--- Goal ---
Please give the rows from the beginning through the line containing "Return the mask of every instance of the eyelid." as a Markdown table with the columns No. and Line, numbering each line and omitting blank ones.

--- Input material ---

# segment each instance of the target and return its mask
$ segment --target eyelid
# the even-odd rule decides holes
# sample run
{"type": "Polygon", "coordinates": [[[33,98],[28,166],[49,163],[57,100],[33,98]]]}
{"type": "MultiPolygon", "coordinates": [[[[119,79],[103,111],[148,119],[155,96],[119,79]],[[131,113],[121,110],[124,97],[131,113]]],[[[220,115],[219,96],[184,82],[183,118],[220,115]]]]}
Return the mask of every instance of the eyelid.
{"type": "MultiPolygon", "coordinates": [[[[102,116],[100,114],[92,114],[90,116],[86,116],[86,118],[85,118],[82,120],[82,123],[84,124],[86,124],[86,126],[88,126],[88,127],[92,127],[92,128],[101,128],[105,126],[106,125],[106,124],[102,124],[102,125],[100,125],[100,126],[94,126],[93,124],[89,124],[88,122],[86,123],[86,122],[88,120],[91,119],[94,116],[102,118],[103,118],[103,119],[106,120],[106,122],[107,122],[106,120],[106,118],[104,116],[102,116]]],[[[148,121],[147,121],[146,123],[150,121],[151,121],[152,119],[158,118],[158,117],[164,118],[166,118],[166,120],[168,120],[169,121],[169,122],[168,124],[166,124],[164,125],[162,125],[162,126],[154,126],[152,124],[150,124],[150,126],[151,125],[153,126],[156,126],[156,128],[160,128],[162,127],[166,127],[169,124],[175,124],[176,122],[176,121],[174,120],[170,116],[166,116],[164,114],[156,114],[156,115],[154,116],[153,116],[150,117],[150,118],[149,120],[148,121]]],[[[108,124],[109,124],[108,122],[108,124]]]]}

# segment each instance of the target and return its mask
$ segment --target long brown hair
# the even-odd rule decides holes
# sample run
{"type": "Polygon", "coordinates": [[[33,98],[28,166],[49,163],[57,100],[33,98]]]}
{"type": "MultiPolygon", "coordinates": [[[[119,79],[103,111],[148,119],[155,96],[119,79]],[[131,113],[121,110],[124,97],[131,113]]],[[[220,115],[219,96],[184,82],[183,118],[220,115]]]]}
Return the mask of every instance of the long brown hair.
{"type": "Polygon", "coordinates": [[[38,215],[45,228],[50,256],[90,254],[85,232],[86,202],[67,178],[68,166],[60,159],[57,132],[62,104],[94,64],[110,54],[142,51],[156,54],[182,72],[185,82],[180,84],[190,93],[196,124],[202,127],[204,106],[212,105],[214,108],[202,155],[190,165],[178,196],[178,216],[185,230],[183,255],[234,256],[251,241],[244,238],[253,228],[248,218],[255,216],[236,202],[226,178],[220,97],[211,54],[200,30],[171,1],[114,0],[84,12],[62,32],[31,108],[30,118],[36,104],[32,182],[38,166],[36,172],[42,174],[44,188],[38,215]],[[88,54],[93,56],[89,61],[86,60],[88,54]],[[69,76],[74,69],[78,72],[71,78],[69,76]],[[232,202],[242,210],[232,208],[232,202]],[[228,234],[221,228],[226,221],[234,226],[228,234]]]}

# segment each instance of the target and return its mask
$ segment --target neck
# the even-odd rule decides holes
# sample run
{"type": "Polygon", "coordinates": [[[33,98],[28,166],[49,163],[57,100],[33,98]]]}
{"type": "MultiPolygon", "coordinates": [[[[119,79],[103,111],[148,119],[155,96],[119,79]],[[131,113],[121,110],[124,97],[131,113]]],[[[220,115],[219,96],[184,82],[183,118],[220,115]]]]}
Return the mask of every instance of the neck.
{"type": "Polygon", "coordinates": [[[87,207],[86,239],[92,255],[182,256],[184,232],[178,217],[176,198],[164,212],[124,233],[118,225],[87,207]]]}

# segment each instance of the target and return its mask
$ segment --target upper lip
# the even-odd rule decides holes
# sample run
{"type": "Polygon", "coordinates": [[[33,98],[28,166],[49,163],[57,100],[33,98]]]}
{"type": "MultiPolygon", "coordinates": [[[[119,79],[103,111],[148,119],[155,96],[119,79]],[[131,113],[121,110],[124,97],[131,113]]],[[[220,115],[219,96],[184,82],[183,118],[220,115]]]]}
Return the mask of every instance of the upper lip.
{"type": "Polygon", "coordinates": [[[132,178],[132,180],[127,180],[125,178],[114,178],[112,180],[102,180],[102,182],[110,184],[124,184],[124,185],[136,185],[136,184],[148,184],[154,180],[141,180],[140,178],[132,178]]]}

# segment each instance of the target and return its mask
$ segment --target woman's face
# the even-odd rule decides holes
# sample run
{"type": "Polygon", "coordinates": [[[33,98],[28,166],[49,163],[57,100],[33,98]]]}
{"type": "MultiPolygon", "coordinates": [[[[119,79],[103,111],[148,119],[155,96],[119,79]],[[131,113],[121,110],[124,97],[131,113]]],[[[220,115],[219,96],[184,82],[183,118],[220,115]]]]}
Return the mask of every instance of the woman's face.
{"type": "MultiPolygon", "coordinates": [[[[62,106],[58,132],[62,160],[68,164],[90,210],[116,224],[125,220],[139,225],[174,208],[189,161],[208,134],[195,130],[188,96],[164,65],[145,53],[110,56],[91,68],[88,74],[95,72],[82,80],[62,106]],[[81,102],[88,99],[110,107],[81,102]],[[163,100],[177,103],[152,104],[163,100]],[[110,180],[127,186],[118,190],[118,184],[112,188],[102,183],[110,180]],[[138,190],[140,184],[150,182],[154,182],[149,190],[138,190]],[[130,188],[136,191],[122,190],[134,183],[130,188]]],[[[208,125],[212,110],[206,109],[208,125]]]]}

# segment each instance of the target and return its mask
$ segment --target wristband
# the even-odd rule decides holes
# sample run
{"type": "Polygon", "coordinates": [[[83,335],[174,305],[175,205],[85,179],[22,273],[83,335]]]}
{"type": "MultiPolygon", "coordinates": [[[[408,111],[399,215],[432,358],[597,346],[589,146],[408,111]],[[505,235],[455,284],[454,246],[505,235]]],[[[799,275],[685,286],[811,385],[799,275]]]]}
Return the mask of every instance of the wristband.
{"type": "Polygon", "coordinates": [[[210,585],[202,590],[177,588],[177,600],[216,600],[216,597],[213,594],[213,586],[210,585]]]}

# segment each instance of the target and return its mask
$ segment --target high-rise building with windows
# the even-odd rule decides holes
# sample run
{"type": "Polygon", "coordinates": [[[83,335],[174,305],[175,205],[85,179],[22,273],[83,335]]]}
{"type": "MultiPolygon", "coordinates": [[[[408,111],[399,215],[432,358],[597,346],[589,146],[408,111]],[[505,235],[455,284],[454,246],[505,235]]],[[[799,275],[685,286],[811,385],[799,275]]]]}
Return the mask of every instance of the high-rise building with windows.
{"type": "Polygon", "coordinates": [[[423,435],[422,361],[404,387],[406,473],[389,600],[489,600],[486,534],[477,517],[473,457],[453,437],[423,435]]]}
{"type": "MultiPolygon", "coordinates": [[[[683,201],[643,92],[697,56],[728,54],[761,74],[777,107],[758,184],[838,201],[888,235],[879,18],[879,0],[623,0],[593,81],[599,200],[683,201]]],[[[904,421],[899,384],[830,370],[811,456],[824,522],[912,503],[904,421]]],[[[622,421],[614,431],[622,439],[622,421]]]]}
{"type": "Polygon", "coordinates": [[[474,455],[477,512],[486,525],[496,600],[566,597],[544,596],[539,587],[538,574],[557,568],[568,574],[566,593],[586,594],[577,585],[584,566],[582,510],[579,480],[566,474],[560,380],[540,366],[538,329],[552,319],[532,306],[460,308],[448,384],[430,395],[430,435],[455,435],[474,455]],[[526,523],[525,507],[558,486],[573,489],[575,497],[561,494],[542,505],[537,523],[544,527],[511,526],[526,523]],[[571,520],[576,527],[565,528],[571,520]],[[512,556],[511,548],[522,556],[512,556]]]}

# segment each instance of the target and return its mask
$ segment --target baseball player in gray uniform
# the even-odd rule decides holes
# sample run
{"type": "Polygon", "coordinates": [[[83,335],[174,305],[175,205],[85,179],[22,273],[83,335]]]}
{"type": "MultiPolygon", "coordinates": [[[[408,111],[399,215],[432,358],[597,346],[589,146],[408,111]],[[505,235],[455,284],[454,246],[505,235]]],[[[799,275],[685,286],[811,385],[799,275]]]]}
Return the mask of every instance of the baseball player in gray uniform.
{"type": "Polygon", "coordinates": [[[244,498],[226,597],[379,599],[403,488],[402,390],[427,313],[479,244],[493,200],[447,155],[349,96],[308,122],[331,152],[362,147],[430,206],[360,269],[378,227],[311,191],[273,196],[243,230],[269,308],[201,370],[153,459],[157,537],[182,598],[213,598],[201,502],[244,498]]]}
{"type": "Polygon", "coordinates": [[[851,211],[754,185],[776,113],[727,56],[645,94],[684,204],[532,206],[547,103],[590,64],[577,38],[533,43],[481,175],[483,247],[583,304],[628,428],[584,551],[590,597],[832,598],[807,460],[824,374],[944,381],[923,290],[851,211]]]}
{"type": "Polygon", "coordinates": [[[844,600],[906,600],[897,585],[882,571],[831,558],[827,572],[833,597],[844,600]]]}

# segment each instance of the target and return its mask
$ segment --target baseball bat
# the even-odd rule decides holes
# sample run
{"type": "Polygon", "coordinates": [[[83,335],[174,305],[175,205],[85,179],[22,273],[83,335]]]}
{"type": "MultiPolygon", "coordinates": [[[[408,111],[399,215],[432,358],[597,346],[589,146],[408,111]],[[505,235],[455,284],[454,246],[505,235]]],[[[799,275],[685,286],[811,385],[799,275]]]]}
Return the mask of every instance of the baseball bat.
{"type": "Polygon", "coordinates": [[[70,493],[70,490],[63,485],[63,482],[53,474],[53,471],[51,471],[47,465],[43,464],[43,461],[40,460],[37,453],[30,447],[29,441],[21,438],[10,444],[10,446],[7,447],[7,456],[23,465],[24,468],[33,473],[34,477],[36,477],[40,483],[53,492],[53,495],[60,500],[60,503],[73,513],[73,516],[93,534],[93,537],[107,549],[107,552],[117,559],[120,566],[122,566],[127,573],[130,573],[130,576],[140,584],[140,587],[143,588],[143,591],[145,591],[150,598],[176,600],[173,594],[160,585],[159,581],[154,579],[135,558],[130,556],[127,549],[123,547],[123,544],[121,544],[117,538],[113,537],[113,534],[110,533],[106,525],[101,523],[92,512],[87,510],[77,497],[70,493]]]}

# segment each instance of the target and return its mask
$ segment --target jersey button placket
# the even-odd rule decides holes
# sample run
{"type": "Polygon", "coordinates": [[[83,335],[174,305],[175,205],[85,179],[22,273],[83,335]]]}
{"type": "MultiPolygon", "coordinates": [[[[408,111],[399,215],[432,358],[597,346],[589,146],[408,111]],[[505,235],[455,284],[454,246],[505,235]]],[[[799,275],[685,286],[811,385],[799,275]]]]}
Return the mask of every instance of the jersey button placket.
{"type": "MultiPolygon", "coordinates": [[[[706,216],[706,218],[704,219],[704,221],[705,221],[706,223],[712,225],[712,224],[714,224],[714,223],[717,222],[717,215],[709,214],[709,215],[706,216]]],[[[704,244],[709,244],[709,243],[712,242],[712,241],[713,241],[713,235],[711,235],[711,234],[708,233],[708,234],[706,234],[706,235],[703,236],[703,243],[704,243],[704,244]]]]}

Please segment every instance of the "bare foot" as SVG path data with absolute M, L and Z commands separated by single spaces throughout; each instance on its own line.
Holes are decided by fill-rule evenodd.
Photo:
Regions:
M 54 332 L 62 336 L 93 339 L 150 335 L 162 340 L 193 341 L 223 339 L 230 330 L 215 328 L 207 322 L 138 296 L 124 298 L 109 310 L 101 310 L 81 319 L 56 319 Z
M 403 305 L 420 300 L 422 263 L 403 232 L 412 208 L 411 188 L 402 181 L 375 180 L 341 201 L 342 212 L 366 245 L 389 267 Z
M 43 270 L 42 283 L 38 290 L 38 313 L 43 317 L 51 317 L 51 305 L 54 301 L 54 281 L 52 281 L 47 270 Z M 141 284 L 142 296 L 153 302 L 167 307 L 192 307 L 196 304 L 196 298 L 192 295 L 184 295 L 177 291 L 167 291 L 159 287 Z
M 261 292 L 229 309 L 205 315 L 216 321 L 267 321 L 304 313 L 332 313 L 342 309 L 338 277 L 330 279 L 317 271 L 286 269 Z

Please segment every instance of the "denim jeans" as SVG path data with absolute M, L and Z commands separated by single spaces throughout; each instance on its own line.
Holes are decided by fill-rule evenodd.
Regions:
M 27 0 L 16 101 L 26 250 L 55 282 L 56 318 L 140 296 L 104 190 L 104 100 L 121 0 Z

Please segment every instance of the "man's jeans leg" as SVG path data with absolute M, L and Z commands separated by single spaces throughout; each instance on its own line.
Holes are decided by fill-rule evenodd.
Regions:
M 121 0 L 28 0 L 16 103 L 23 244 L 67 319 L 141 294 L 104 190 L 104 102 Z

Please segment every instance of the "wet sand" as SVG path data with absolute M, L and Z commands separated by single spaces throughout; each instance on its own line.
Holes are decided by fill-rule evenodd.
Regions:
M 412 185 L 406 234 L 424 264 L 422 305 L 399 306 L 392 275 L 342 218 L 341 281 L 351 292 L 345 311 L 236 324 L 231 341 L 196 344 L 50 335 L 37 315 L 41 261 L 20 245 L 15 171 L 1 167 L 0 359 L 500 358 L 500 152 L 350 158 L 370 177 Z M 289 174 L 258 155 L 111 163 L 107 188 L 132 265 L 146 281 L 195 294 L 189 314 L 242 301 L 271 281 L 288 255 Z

--- Answer in full ---
| No. | Line |
|---|---|
| 1 | # segment each instance of the target and return its mask |
| 2 | $ segment --target eyelid |
| 3 | # the even-odd rule decides holes |
| 4 | # sample run |
| 5 | {"type": "Polygon", "coordinates": [[[33,98],[28,166],[49,163],[57,100],[33,98]]]} |
| 6 | {"type": "MultiPolygon", "coordinates": [[[[119,79],[103,111],[148,119],[155,96],[119,79]],[[131,113],[121,110],[124,97],[131,113]]],[[[220,115],[219,96],[184,82],[183,118],[220,115]]]]} |
| 7 | Return the mask of every instance of the eyelid. |